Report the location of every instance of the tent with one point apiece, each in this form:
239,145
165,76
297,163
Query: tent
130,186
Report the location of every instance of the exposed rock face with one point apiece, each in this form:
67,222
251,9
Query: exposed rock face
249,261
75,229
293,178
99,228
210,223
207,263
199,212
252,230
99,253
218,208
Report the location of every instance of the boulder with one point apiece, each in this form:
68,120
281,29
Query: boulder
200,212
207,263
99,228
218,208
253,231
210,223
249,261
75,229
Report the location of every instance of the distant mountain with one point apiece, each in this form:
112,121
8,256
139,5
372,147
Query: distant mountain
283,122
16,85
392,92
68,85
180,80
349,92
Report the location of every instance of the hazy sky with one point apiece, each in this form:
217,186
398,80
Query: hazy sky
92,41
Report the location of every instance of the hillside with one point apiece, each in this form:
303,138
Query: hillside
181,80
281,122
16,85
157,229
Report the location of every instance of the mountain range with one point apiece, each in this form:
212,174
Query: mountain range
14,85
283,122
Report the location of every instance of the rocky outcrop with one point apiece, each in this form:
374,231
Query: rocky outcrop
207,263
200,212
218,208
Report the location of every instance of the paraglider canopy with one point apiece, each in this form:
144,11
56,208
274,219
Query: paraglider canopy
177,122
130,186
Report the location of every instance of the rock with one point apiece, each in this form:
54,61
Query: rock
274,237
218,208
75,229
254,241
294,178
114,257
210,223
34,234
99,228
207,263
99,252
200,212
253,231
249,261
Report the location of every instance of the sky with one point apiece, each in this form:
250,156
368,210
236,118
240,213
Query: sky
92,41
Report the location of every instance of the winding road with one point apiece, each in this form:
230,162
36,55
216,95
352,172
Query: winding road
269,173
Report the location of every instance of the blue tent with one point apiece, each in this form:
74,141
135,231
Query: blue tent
• • • • •
What is needed:
With both ends included, please retype exactly the lines from the line containing "Report the location of every instance of the rocky" to the final line of the data.

Result of this exercise:
Report the location of every instance of the rocky outcrop with one point apiece, each in this form:
374,231
Query: rocky outcrop
207,263
200,212
218,208
Report the location of every instance of the paraglider canopy with one point apiece, each in this form:
144,11
56,208
274,219
Query: paraglider canopy
177,122
130,186
Report the location of every instance of the rock with one point apiece, each in this form:
54,61
Query: rock
274,237
218,208
75,229
254,241
294,178
114,257
210,223
34,234
99,228
207,263
99,252
200,212
253,231
249,261
Report the location of every instance of the sky with one point apiece, each in this form:
250,156
368,210
236,118
240,213
Query: sky
92,41
Report the location of every instance of the winding road with one point apiece, each in this form:
230,162
36,55
216,95
352,172
Query: winding road
269,173
Report the location of every instance of the blue tent with one point apiece, each in this form:
74,141
135,231
Query: blue tent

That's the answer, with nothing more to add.